Selbstkonstruktion: Wie unsere soziokulturelle Umwelt das eigene Selbstverständnis prägt
Die meisten Menschen fragen sich im Laufe ihres Lebens: „Wer bin ich?“ Vor allem im Kontakt und Vergleich mit anderen Menschen werden wir mit dieser Frage konfrontiert – sie wird uns dann oft erst überhaupt bewusst. Wie beschreibst Du Dich dann? Vielleicht: „Ich bin neugierig, kreativ, ehrgeizig“. Oder eher: „Ich bin Sohn, Freundin, Vorgesetzte“. Das eigene Selbstverständnis ist jedoch kein Zufall. Vielmehr spiegelt es wider, wie eine Person in ihrer soziokulturellen Umwelt geprägt worden ist.
Die Prägung des eigenen Selbstverständnisses durch die soziokulturelle Umwelt wird in der Kulturpsychologie mit dem Konzept der Selbstkonstruktion erfasst (Engl.: „self-construal“). Anhand des Konzeptes wird beschrieben, wie unser Selbstverständnis geformt wird. Hazel Markus und Shinobu Kitayama (1991) unterscheiden dabei in ihrer Self-Construal Theorie zwischen independenten und interdependenten Selbstkonstruktionen.
Menschen, die eher eine independente Selbstkonstruktion haben, werden so geprägt, dass ihnen Autonomie, Einzigartigkeit und Selbstverwirklichung bedeutsam sind. Sie verstehen sich in verschiedenen Situationen und sozialen Rollen als möglichst gleich, z. B.: „ich bin höflich“; ihr Selbstbild ist einheitlich und stabil.
Und Menschen, die eher eine interdependente Selbstkonstruktion haben, werden so geprägt, dass ihnen Verbundenheit, soziale Harmonie und Eingebundensein in Beziehungen bedeutsam sind. Sie verstehen sich in unterschiedlichen sozialen Rollen unterschiedlich, z. B.: „als Angestellte bin ich höflich“; ihr Selbstbild ist flexibel und angepasst. Markus und Kitayama argumentierten, dass die so genannten „westlichen Kulturen“ wie England, die USA oder Westdeutschland eher das independente Selbstverständnis fördern, während ostasiatische, afrikanische oder lateinamerikanische Kulturen eher interdependente Selbstbilder prägen.

**Aufgabenliste**
(1) Was ist Menschen mit einer independenten Selbstkonstruktion laut dem Text über Selbstkonstruktion bedeutsam?
(2) Führe den Text über Selbstkonstruktion im Anschluss an seinen letzten Satz weiter.

**Zeilen**
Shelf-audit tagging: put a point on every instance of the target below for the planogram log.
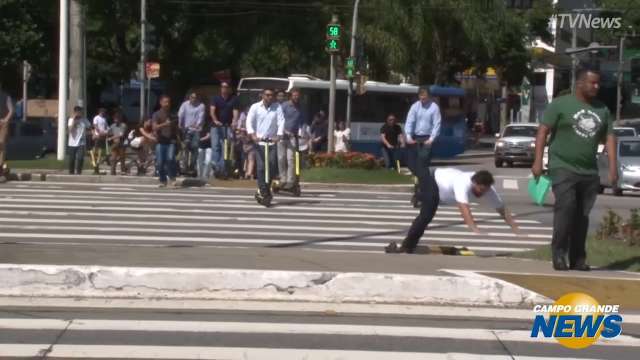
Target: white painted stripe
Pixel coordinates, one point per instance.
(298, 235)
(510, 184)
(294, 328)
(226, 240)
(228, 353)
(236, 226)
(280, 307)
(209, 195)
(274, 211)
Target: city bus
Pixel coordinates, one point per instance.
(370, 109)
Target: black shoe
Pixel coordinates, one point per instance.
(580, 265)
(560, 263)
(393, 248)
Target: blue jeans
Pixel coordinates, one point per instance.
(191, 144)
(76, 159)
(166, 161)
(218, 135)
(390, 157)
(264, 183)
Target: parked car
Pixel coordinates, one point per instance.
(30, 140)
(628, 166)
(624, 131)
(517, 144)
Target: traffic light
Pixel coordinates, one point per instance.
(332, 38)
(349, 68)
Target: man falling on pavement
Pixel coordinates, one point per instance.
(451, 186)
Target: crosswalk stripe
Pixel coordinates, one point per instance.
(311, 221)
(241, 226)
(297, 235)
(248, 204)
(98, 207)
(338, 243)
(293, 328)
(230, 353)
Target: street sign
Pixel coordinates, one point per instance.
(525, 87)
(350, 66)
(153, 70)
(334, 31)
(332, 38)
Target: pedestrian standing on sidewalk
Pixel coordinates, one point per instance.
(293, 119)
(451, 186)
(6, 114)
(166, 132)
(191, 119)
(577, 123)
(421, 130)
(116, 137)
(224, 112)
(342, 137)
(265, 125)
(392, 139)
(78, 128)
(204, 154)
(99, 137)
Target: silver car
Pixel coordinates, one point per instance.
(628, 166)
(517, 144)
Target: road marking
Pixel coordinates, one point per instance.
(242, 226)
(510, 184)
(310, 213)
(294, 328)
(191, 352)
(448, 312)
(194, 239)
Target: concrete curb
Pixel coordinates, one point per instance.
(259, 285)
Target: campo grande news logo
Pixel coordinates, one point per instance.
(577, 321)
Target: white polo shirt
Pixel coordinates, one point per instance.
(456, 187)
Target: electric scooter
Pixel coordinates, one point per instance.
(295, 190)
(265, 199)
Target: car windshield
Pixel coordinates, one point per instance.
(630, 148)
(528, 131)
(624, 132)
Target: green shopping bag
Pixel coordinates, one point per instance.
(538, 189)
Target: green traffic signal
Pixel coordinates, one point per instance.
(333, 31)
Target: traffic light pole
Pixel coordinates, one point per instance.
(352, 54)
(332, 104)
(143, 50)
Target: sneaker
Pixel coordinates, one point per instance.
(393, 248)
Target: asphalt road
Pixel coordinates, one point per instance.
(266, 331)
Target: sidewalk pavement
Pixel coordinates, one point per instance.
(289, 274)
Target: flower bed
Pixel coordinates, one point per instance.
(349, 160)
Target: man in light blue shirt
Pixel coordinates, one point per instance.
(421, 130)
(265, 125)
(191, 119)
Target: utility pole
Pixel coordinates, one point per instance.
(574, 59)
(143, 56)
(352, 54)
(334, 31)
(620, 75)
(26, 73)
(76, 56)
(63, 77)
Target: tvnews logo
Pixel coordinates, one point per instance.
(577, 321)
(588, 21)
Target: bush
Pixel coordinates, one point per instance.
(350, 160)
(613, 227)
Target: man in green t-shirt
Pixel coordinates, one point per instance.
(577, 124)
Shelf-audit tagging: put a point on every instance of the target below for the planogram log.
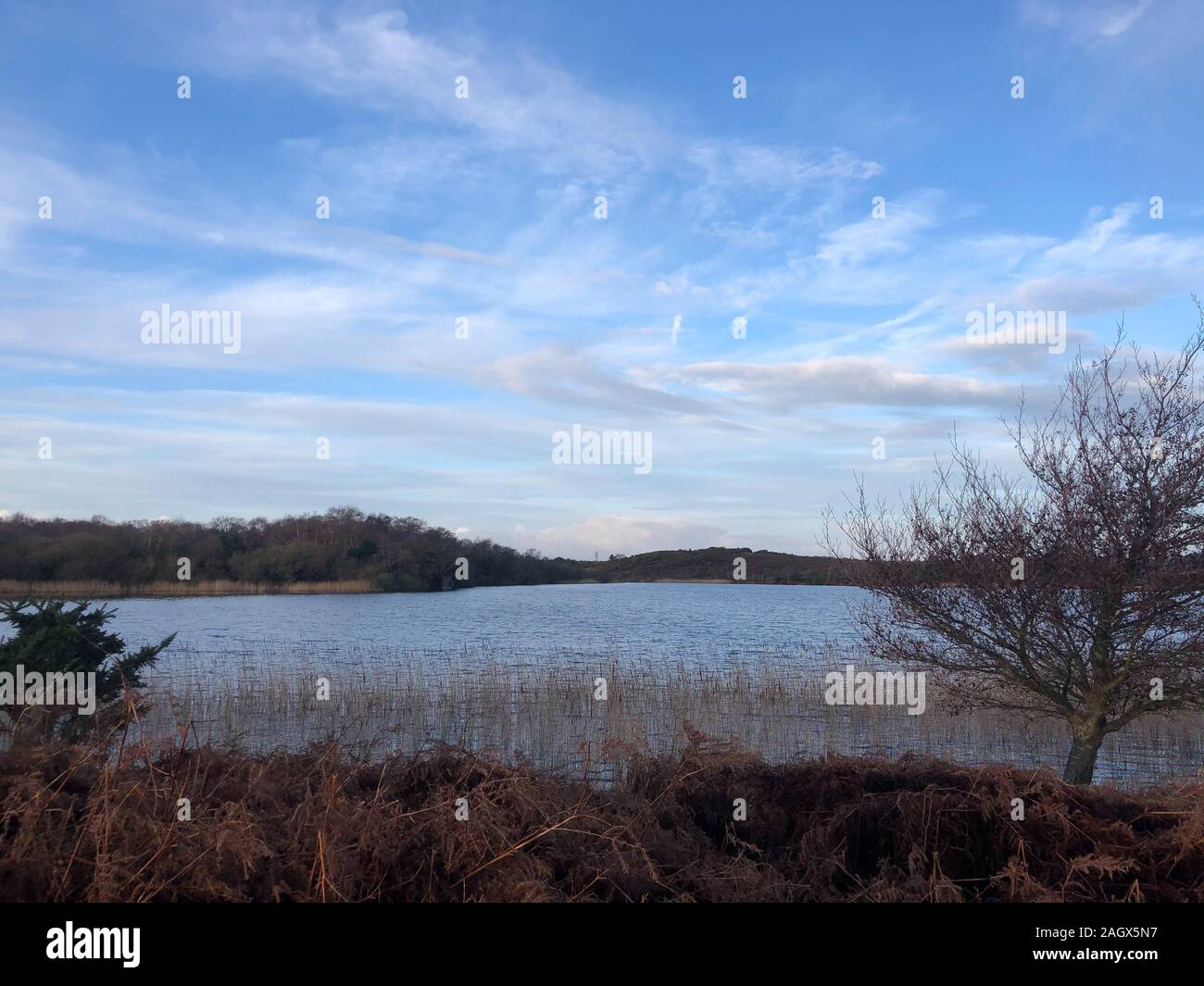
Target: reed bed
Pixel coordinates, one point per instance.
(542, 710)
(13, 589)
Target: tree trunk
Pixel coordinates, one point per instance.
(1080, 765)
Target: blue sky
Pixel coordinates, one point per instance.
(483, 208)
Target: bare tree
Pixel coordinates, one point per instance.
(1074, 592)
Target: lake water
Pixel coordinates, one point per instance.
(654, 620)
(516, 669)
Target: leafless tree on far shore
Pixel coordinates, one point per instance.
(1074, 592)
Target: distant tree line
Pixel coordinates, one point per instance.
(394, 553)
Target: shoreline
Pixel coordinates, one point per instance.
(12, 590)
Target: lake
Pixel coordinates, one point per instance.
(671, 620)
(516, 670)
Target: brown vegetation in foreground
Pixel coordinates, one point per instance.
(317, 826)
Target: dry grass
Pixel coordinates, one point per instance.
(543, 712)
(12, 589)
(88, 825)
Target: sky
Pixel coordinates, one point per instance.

**Lösungen**
(1) Autonomie, Einzigartigkeit und Selbstverwirklichung.

(2)
Vignoles et al. (2016) haben diesen binären Ansatz weiterentwickelt, um aufzuzeigen, dass es auch innerhalb von Kulturen eine Diversität bezüglich der verschiedenen Selbstverständnisse gibt, wobei sie den Fokus auf die ursprüngliche Theorie beibehalten. In einer groß angelegten Studie mit Daten aus 55 kulturellen Gruppen aus 33 verschiedenen Ländern fanden sie heraus, dass es nicht nur zwei Formen gibt, in denen das Selbstverständnis soziokulturell geprägt wird; also nicht entweder independent oder interdependent. Ihr Fazit: es ist facettenreicher. Sie untersuchten verschiedene Arten, wie eine Person sich selbst und ihre Beziehung zu anderen sieht.
Dabei unterschieden sie sieben Dimensionen des persönlichen und sozialen Lebens. Beispielweise die Dimension „Entscheidungen treffen“: eine Person, die diesbezüglich eher independent geprägt wurde, würde versuchen selbst über die eigene Zukunft zu entscheiden wohingegen eine Person, die diesbezüglich eher interdependent geprägt wurde, die Wünsche anderer Menschen in die Entscheidung stärker einbeziehen würde. Sie vertreten die Auffassung, dass diese Prägungen insbesondere beeinflussen, wie wir uns selbst und unsere Beziehung zu anderen Menschen wahrnehmen und gestalten.
Des Weiteren weisen Vignoles et al. (2016) in ihrem Artikel darauf hin, dass Gesellschaften nicht streng entweder Individualität oder Gemeinschaftssinn fördern, sondern unterschiedliche Formen von Unabhängigkeit und Verbundenheit. So gibt es Gesellschaften, in denen persönliche Kontrolle und Selbstbestimmung mit einem starken Gemeinschaftsgefühl koexistieren. Andere wiederum legen Wert auf soziale Anpassung, ohne die Autonomie völlig aufzugeben.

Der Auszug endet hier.